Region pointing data

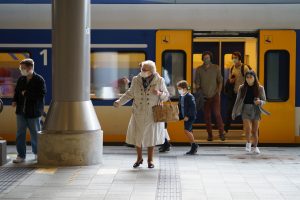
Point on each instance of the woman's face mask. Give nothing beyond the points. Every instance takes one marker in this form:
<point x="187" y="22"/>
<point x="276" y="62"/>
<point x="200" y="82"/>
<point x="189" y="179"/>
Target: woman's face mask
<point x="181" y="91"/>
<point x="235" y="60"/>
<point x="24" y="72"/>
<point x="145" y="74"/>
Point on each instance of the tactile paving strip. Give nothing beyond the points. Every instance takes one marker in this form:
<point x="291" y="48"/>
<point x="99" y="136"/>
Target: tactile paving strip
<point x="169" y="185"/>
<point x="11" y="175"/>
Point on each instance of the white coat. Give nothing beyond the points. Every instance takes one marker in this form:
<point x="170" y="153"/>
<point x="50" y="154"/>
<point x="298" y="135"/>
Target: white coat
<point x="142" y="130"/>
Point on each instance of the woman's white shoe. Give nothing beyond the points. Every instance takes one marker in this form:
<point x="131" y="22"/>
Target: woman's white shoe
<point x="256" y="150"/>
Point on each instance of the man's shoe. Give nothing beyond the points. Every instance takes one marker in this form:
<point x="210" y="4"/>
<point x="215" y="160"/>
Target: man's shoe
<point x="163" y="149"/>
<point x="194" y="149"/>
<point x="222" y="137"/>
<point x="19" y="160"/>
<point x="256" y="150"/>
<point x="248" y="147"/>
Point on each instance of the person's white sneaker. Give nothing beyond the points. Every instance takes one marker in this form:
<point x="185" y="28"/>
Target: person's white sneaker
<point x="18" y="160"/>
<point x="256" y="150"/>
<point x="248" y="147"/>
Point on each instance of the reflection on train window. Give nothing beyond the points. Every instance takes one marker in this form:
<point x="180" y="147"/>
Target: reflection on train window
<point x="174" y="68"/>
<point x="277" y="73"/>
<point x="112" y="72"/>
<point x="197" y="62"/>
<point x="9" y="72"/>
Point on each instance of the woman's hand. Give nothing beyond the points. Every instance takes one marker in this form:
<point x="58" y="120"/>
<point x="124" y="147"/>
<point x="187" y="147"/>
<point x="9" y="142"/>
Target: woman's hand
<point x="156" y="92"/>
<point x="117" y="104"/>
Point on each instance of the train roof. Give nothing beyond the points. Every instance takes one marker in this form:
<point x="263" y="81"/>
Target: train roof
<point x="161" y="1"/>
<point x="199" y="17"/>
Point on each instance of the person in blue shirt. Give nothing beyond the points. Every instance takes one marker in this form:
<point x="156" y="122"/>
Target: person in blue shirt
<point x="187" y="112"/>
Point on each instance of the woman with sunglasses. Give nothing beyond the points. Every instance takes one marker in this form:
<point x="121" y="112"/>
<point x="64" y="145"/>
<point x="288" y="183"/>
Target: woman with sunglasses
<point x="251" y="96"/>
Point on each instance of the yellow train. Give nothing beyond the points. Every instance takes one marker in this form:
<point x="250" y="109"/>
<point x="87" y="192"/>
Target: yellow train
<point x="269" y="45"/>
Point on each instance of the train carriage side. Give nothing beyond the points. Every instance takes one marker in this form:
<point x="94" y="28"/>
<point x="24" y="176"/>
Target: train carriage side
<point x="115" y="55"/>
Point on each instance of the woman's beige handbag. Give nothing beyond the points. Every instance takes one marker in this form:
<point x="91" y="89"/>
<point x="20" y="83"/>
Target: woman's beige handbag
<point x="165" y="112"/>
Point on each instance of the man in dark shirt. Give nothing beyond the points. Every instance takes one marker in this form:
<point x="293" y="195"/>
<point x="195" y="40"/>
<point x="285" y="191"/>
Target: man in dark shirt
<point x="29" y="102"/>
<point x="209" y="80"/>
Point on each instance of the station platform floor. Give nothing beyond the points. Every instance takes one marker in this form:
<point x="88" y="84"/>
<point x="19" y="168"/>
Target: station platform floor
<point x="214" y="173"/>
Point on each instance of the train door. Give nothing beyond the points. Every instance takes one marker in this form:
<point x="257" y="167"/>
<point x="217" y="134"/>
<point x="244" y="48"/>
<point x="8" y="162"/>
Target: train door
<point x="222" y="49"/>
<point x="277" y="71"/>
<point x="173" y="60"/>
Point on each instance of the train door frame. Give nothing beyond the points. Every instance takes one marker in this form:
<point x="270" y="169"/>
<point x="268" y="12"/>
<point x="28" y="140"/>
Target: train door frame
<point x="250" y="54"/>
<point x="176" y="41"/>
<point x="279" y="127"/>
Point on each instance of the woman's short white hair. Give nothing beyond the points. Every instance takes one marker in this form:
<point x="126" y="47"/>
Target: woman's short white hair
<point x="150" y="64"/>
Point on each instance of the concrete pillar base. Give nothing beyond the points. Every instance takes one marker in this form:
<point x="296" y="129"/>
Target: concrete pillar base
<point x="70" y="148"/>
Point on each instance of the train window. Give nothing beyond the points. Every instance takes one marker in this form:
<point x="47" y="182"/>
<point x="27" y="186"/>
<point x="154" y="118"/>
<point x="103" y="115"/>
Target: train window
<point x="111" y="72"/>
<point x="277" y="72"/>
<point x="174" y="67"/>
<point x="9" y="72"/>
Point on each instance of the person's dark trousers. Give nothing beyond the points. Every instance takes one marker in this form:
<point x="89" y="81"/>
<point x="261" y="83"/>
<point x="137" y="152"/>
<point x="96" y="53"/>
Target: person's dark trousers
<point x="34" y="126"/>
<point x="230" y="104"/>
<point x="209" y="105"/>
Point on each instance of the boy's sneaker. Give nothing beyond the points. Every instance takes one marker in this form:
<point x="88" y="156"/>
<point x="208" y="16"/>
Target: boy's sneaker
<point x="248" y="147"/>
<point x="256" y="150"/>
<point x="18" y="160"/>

EXERCISE DESCRIPTION ▸ The records above, minus their pictures, are to be returned verbatim.

ANSWER TO THE PROBLEM ▸
Point on each instance of the woman's face mask. Give nothing beyond the points. Every instance takes one marker in this form:
<point x="187" y="22"/>
<point x="276" y="62"/>
<point x="200" y="82"/>
<point x="189" y="179"/>
Target: woman's face mask
<point x="181" y="91"/>
<point x="235" y="60"/>
<point x="24" y="72"/>
<point x="145" y="74"/>
Point on each instance of the tactile paving strip. Give nothing beyond the points. Every instance takes one marker in this form:
<point x="291" y="48"/>
<point x="99" y="136"/>
Target: tactile paving strip
<point x="169" y="185"/>
<point x="11" y="175"/>
Point on each instance of the white coat. Give nothing beyond the points. Every instance takes one marker in this form:
<point x="170" y="153"/>
<point x="50" y="154"/>
<point x="298" y="135"/>
Target: white coat
<point x="142" y="130"/>
Point on each instance of the woman's white shoe. Give nothing beyond the points. Every instance takes one marker in this form:
<point x="131" y="22"/>
Target: woman's white shoe
<point x="256" y="150"/>
Point on each instance of the man's shoe. Give nothing beyond the points. Every instance takes one marker in this form:
<point x="210" y="4"/>
<point x="215" y="160"/>
Target: man's shoe
<point x="163" y="149"/>
<point x="194" y="149"/>
<point x="222" y="137"/>
<point x="19" y="160"/>
<point x="256" y="150"/>
<point x="248" y="147"/>
Point on each instance of the person's white sneaker. Give nothing beyond the points. Every instance takes one marker in this form:
<point x="185" y="28"/>
Target: person's white sneaker
<point x="18" y="160"/>
<point x="256" y="150"/>
<point x="248" y="147"/>
Point on each instance of the reflection on train window. Give nothing beyond the points. Every instance takes one marker in this form:
<point x="180" y="147"/>
Target: reflection on train window
<point x="174" y="68"/>
<point x="277" y="73"/>
<point x="112" y="72"/>
<point x="197" y="62"/>
<point x="9" y="72"/>
Point on each instance of the woman's hand. Give nothing beyond the points. Every instance takes one marker in this form:
<point x="58" y="120"/>
<point x="124" y="147"/>
<point x="187" y="147"/>
<point x="9" y="142"/>
Target: woman's hand
<point x="156" y="92"/>
<point x="117" y="104"/>
Point on each instance of the train roof. Give nothing beyond the points. Every instance takes one marker in this form:
<point x="263" y="81"/>
Target: train roof
<point x="161" y="1"/>
<point x="199" y="17"/>
Point on each instance of the person in blue shirt. Give nothing beyond the points. Every instance takes one marker in this form:
<point x="156" y="122"/>
Target: person in blue shirt
<point x="187" y="112"/>
Point on each instance of the woman with sunglasses. Give nothing beyond the points. Every instance takes one marker in this form:
<point x="121" y="112"/>
<point x="64" y="145"/>
<point x="288" y="183"/>
Target: woman with sunglasses
<point x="251" y="96"/>
Point on each instance of the yellow train. Give nothing beyond the points. Every instance takes one marker in this form:
<point x="250" y="109"/>
<point x="87" y="192"/>
Target: yellow train
<point x="269" y="45"/>
Point on each instance of the train carriage side. Give nothing beyond the points. Every instance takes one marker in this form:
<point x="94" y="28"/>
<point x="24" y="176"/>
Target: train carriage side
<point x="115" y="55"/>
Point on each instance of the woman's beige handbag. Give nothing beyond the points. Every instance takes one marker in this form:
<point x="91" y="89"/>
<point x="20" y="83"/>
Target: woman's beige handbag
<point x="165" y="112"/>
Point on each instance of the man in dark shirt. Give nothing beyond the points. Every instance takes one marker in this form:
<point x="293" y="195"/>
<point x="195" y="40"/>
<point x="285" y="191"/>
Target: man in dark shirt
<point x="29" y="102"/>
<point x="209" y="80"/>
Point on each instance of the station platform floor. Give nothing beyond the points. Every instance takes one marker in this form:
<point x="88" y="84"/>
<point x="19" y="168"/>
Target: station platform floor
<point x="214" y="173"/>
Point on each instance of the train door. Give nothing beyond the points. Every instance takes one marker in this form:
<point x="257" y="167"/>
<point x="217" y="134"/>
<point x="244" y="48"/>
<point x="8" y="162"/>
Target: train door
<point x="222" y="49"/>
<point x="277" y="71"/>
<point x="173" y="60"/>
Point on each instance of the train door frame. Give nothing beyond the points. Every instance takes one marker in this form:
<point x="270" y="169"/>
<point x="268" y="12"/>
<point x="28" y="140"/>
Target: train door frame
<point x="250" y="54"/>
<point x="176" y="41"/>
<point x="279" y="127"/>
Point on each instance of the woman's short white hair. Give nothing beyond the points. Every instance takes one marker in this form:
<point x="126" y="47"/>
Target: woman's short white hair
<point x="150" y="64"/>
Point on each instance of the concrete pillar base. Give nothing beyond the points. Every instance takes one marker in this form:
<point x="296" y="129"/>
Target: concrete pillar base
<point x="70" y="148"/>
Point on each instance of the train window. Give nothing beyond the points. Every instance takes one marker in this form:
<point x="47" y="182"/>
<point x="27" y="186"/>
<point x="154" y="118"/>
<point x="103" y="115"/>
Target: train window
<point x="111" y="72"/>
<point x="277" y="72"/>
<point x="174" y="67"/>
<point x="9" y="72"/>
Point on each instance of the person's dark trousers. Give nothing beyond the points. Every instance takes one marker in this form:
<point x="89" y="81"/>
<point x="261" y="83"/>
<point x="137" y="152"/>
<point x="96" y="53"/>
Target: person's dark trousers
<point x="34" y="126"/>
<point x="230" y="104"/>
<point x="209" y="105"/>
Point on each instance of the boy's sneaker. Give nothing beyond the points. Every instance takes one marker in this form:
<point x="88" y="156"/>
<point x="208" y="16"/>
Target: boy's sneaker
<point x="248" y="147"/>
<point x="256" y="150"/>
<point x="18" y="160"/>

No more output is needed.